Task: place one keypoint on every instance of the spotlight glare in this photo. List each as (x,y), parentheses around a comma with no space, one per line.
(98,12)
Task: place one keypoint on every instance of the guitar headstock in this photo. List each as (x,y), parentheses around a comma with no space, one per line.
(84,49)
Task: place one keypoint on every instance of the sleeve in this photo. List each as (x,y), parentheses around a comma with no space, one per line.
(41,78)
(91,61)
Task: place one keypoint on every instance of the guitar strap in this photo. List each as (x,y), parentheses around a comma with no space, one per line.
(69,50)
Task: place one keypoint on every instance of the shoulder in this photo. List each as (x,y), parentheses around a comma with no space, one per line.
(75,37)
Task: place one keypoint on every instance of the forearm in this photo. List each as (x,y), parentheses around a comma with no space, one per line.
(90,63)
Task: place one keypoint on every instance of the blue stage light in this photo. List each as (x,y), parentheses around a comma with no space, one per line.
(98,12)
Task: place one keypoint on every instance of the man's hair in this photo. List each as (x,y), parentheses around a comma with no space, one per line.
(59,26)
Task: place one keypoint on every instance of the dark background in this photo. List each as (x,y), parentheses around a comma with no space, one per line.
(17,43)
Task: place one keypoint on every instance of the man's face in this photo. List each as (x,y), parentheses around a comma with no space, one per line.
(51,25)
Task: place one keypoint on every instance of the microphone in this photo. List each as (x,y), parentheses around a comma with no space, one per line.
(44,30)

Work required: Copy out each line above, character for character.

Result for this task:
Task: place one keypoint on every instance of the spotlight glare in this photo. List each as (x,y), parentheses around a comma with no space, one per line.
(98,12)
Task: place one keypoint on every instance of the guitar headstock in this photo. List each as (x,y), parentheses around a comma with no space, one per line.
(84,49)
Task: place one keypoint on every instance of the sleeve in this photo. List each as (x,y), parentheses around a comma with no space, one per line.
(41,78)
(91,61)
Task: place one keypoint on every instance of the guitar strap in this photo. List each as (x,y), parentheses around a comma with no space, one per line.
(69,50)
Task: place one keypoint on every instance of the shoulder in this photo. List each as (x,y), parentheses around a comma with no space, one per line.
(75,37)
Task: place one keypoint on every instance of the forearm in this photo. List each as (x,y), parentheses around a comma with no space, one per line.
(90,63)
Task: place one keypoint on every instance of the blue stage light in this photo. List each as (x,y), parentheses around a comma with no space, one per line.
(98,12)
Task: place one keypoint on every instance of the man's hair in this photo. List each as (x,y), parentheses around a comma with no space, one per line.
(59,26)
Task: place one keypoint on every instance of the dark background in this photo. List each as (x,y), parentheses around a comma with no space, one per line.
(17,43)
Task: place one keypoint on every instance of the man's face in this photo. List each as (x,y), parentheses around a comma with no space, one per line.
(51,25)
Task: place one keypoint on every instance of the microphone in this photo. List each as (x,y), parentheses around a comma with no space, one per line.
(44,30)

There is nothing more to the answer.